> Data records
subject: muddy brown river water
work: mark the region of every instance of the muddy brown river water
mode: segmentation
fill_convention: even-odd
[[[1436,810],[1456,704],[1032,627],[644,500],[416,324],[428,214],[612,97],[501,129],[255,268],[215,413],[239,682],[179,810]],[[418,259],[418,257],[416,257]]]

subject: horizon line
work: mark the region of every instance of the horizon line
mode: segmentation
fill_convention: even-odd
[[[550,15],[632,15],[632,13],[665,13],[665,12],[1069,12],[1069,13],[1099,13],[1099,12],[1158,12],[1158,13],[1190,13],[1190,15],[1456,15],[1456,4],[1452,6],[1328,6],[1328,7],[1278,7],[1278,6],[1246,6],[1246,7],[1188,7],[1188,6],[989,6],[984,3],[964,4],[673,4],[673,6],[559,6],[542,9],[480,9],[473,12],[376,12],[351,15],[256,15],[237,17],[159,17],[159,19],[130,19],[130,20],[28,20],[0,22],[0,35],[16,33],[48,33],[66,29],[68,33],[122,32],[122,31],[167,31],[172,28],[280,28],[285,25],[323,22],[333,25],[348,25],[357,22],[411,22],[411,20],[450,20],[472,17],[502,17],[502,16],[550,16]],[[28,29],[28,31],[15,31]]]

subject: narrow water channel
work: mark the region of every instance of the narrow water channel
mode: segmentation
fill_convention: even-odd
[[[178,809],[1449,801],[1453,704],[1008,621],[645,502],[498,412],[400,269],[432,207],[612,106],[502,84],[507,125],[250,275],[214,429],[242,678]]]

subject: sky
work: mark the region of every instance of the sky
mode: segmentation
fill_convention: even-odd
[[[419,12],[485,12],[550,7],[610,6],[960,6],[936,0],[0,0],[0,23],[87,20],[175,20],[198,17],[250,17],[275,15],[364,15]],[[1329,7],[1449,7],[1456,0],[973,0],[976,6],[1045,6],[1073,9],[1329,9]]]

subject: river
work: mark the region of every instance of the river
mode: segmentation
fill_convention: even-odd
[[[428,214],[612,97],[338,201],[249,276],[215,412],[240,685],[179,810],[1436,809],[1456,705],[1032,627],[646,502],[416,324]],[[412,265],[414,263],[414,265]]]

> Instructions for the task
Starting at the line that contains "subject: narrow water channel" and continuing through the last line of the records above, reproduce those lines in full, requests included. Multiply every coordinate in the answer outlines by 2.5 and round each result to a whole number, with halves rounded up.

> Solution to this task
subject: narrow water channel
work: mark the region of every instance of the narrow water channel
mode: segmentation
fill_convention: even-odd
[[[445,2023],[3623,2003],[3633,1760],[2520,1553],[1613,1255],[1245,1030],[1000,673],[1080,518],[1530,265],[1255,210],[1268,313],[625,688],[535,1073],[605,1695]]]

subject: sky
work: mark the region of every instance of the sky
mode: segmentation
fill_convention: even-odd
[[[1048,30],[1213,30],[1375,18],[1525,15],[2400,15],[2340,0],[0,0],[0,58],[218,50],[438,50],[495,43],[625,43],[688,38],[910,38]],[[3323,18],[3623,18],[3640,0],[2433,0],[2440,15],[2613,15],[2683,23],[3323,23]]]

subject: river
work: mark the region of every instance of the river
mode: segmentation
fill_convention: even-odd
[[[1070,535],[1530,243],[845,503],[623,690],[538,1030],[600,1713],[448,2025],[3590,2023],[3640,1763],[2580,1568],[1615,1255],[1040,810]],[[1030,663],[1035,658],[1035,663]]]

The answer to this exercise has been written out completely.